■ Aim ■
Format the lines from the first line of the items through the line holding "[(47, 272), (97, 300), (67, 266), (12, 273)]", both included, as a Markdown table with the columns Row and Line. Leave out blank lines and pictures.

(Items from a data source)

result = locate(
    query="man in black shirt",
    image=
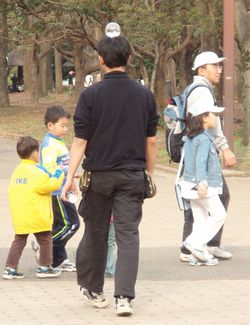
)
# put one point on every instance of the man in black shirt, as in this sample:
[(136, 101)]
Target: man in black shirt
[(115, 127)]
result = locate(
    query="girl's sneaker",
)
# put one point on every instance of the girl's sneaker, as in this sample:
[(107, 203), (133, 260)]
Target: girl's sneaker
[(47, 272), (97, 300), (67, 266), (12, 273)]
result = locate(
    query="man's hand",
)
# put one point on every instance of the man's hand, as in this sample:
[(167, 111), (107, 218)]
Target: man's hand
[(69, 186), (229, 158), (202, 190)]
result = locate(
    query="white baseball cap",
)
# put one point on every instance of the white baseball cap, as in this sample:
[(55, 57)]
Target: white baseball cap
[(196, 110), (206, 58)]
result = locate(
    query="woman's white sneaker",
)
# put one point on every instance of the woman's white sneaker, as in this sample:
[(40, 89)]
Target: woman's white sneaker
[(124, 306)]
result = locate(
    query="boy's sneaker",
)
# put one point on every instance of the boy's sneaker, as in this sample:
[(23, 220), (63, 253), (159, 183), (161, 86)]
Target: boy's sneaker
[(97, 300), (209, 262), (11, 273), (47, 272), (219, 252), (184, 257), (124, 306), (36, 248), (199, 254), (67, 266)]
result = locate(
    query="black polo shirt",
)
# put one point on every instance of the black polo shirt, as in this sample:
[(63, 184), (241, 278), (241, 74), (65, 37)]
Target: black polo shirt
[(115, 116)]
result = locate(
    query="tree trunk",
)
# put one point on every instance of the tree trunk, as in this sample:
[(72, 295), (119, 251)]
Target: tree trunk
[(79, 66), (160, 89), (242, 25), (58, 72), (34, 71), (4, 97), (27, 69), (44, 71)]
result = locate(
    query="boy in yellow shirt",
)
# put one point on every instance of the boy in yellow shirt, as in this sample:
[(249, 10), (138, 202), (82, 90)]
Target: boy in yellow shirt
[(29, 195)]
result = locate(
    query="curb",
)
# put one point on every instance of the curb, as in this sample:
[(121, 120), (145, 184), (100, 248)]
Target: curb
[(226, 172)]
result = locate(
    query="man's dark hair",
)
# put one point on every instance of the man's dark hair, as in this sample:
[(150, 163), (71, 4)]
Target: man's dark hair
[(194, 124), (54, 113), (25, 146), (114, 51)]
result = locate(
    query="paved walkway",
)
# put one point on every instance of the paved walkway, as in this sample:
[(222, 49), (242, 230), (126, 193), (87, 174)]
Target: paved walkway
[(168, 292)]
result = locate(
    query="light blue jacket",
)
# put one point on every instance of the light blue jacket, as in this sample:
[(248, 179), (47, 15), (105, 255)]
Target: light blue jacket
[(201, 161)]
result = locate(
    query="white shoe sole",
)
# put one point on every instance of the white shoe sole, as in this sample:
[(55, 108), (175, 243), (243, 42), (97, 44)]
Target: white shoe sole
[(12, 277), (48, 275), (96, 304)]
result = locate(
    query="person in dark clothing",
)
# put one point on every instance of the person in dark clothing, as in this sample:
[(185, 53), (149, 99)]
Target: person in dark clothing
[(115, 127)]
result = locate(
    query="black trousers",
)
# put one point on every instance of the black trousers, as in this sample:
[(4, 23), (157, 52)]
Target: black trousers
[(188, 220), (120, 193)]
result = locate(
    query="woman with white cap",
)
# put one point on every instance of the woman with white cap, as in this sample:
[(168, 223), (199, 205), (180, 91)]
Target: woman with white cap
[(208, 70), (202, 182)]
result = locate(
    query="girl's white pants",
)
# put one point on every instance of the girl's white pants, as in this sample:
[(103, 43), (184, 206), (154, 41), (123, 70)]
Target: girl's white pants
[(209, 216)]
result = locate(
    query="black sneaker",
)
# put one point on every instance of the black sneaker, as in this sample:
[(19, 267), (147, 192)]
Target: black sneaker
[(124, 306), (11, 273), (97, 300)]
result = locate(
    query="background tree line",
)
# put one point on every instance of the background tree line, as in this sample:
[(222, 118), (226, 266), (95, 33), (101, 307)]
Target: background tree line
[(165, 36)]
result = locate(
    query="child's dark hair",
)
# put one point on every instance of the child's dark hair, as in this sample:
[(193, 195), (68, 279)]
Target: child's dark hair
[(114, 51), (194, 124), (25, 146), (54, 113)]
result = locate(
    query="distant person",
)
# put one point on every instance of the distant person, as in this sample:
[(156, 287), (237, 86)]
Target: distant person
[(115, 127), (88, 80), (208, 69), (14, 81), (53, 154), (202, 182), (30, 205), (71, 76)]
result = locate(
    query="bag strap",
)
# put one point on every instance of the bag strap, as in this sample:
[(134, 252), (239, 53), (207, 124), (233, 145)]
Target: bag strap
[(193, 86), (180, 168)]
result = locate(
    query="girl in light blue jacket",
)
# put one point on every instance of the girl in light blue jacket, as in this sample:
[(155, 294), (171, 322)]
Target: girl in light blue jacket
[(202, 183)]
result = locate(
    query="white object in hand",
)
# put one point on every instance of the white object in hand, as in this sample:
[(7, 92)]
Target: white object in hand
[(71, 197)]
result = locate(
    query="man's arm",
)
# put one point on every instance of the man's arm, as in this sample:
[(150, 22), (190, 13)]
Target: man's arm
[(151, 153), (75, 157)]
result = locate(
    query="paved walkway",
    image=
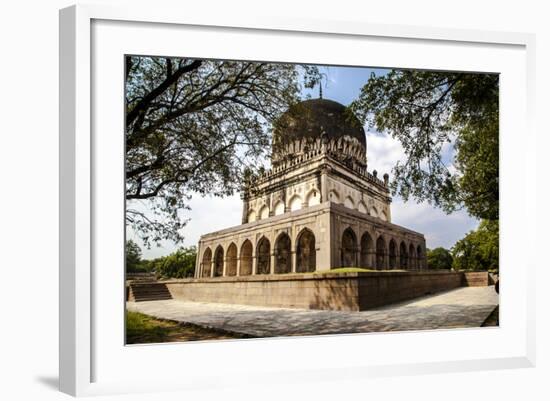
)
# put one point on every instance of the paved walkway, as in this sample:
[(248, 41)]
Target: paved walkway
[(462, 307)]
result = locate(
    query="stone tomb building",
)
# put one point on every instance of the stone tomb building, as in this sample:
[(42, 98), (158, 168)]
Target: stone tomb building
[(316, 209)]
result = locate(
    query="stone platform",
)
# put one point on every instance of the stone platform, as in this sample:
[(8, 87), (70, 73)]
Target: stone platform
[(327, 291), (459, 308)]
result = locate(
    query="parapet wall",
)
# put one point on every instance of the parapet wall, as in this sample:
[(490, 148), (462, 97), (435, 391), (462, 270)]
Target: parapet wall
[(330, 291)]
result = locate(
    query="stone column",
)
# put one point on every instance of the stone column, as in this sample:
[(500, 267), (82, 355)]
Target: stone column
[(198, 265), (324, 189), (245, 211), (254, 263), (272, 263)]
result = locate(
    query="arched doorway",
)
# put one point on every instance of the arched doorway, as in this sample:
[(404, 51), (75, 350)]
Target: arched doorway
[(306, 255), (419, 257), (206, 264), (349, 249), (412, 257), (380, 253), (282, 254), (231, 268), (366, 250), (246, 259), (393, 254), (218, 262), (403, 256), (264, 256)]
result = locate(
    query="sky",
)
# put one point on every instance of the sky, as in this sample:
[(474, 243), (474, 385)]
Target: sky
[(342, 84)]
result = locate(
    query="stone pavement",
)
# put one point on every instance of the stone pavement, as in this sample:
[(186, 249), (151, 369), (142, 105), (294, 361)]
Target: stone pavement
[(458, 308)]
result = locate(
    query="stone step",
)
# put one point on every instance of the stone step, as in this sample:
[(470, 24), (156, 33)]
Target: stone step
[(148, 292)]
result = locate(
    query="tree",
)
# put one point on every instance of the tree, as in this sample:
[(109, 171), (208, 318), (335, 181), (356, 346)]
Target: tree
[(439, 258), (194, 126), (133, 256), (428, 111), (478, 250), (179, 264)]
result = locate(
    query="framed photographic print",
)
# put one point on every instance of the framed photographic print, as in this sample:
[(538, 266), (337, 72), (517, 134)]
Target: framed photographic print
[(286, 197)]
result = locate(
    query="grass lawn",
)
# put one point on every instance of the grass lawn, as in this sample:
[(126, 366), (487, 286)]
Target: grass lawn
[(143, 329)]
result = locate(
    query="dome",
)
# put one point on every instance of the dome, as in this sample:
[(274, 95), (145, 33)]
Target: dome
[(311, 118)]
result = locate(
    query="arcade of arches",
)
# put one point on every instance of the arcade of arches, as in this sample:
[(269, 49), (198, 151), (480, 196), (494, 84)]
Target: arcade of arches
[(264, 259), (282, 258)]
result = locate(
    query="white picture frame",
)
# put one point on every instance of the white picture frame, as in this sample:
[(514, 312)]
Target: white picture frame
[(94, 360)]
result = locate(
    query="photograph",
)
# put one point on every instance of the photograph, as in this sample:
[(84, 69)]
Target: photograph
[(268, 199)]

■ Solved exercise ■
| Row | Line |
|---|---|
| 1 | result = locate( |
| 2 |     query="man in black shirt", |
| 3 |     image= |
| 4 | ) |
| 5 | # put one point on every instance of the man in black shirt, as in this sample: |
| 6 | [(136, 101)] |
| 7 | Target: man in black shirt |
| 8 | [(115, 127)] |
| 9 | result = locate( |
| 10 |     query="girl's sneaker", |
| 11 | ) |
| 12 | # put one point on every instance of the girl's sneaker, as in this sample: |
| 13 | [(107, 203), (133, 260)] |
| 14 | Target: girl's sneaker |
| 15 | [(47, 272), (97, 300), (67, 266), (12, 273)] |